### Requirement
Rewrite the material below as a JSON list of strings with one string per line. Leave out blank lines and the pictures.

* begin Data to use *

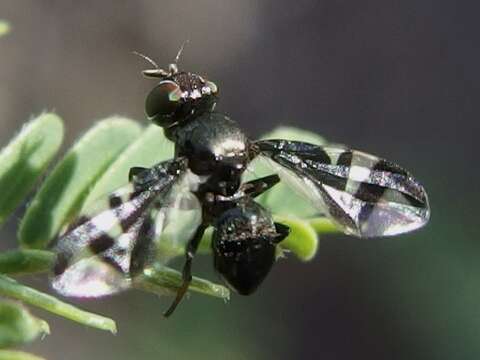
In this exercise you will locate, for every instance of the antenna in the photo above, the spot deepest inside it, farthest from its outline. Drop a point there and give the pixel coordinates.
(145, 57)
(177, 58)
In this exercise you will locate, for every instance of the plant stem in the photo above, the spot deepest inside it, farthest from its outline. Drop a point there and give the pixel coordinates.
(13, 289)
(24, 261)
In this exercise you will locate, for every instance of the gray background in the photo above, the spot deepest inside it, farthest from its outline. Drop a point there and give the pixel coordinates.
(395, 78)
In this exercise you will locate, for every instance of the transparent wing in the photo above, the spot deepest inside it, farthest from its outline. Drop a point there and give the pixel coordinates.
(365, 195)
(114, 239)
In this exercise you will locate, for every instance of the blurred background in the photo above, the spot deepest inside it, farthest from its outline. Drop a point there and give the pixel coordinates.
(398, 79)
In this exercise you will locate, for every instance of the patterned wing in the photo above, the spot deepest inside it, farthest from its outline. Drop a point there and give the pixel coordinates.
(110, 243)
(365, 195)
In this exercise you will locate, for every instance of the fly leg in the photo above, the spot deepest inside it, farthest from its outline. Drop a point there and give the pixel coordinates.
(187, 268)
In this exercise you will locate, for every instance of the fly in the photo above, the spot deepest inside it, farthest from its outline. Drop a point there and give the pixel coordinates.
(106, 247)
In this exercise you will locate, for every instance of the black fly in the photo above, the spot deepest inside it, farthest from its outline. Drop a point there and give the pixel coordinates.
(107, 247)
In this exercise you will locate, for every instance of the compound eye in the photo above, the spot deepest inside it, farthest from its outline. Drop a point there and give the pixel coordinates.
(162, 102)
(213, 88)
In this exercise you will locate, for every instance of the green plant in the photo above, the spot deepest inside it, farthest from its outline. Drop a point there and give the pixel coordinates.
(97, 164)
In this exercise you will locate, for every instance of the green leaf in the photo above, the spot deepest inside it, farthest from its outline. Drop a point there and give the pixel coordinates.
(18, 326)
(4, 28)
(18, 262)
(13, 289)
(164, 280)
(148, 149)
(25, 158)
(62, 195)
(302, 240)
(17, 355)
(323, 225)
(281, 199)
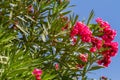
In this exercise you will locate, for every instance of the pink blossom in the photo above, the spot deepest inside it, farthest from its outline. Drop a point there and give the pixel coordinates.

* end Data to use *

### Answer to this problem
[
  "In this exercise you will locate, for every instance of the antenna in the photo above, the spot deepest inside it, farthest from its outline. Drop a point there and give the pixel coordinates.",
  "(145, 57)",
  "(177, 58)",
  "In this exercise you will locate, for every instance of the plant stem in the photo above, the spot deepest inside it, farthest from its outline. Drop a point there and give the pixel coordinates.",
  "(13, 289)",
  "(24, 261)",
  "In this exercise you will locate, for every instance of the gray background in the photo above, the spot deepest inside it, farthest from its outline. Drop a point there and give the pixel coordinates.",
  "(395, 78)",
  "In this exercise you will locate, for every instance of the transparent wing in the photo above, the spot deepest inside it, farthest from its outline. Drop a point there and give the pixel coordinates.",
  "(365, 195)",
  "(114, 239)",
  "In this exercise you will locate, for every instance of the blurred background in the photo above, the spot deepest inside it, farthest from its outline. Drop a point there and give the pixel coordinates.",
  "(398, 79)",
  "In this exercise you will locate, for every instance of the patterned wing in the photo above, the spot deepest inside it, farthest from its outline. Drop a point there and give the pixel coordinates.",
  "(110, 243)",
  "(365, 195)",
  "In this exercise you will locate, for every instance of the fly leg in the photo above, the spot deepest inside it, farthest from its outline. Drop a point there and give the pixel coordinates.",
  "(187, 268)",
  "In this exercise you will locate, for every instance of the fly in the photo above, the spot deepest inside it, farthest from its outline. Drop a point there and give the pixel coordinates.",
  "(106, 247)",
  "In this exercise you will locate, for every instance of the black fly in the photo above, the spot deepest inside it, farthest from its outline. Drop a point there and give the pixel coordinates.",
  "(107, 247)",
  "In this exercise you will locate, for every instance of the compound eye in the photo above, the spot deepest inside it, farthest from its outline. Drop a point there and give the pixel coordinates.",
  "(162, 102)",
  "(213, 88)",
  "In this exercise you will locate, for every instance of the green plant in the photo above, the spot deepest inside it, farthest from its outline. Drop a point there and give the pixel coordinates.",
  "(97, 164)",
  "In this exercise you will locate, for every instance of the green leaf in the photo above, the spot deepest inside it, farthest from its outline. Drop a point there and give the pixel coordinates.",
  "(18, 326)",
  "(4, 28)",
  "(18, 262)",
  "(13, 289)",
  "(164, 280)",
  "(148, 149)",
  "(25, 158)",
  "(62, 195)",
  "(302, 240)",
  "(17, 355)",
  "(323, 225)",
  "(281, 199)",
  "In this exercise you will locate, for every instance of the pink blossom in the photo above, the spot deepest inside it, farthest from its outline. Drop a point there and give the pixel coordinates."
]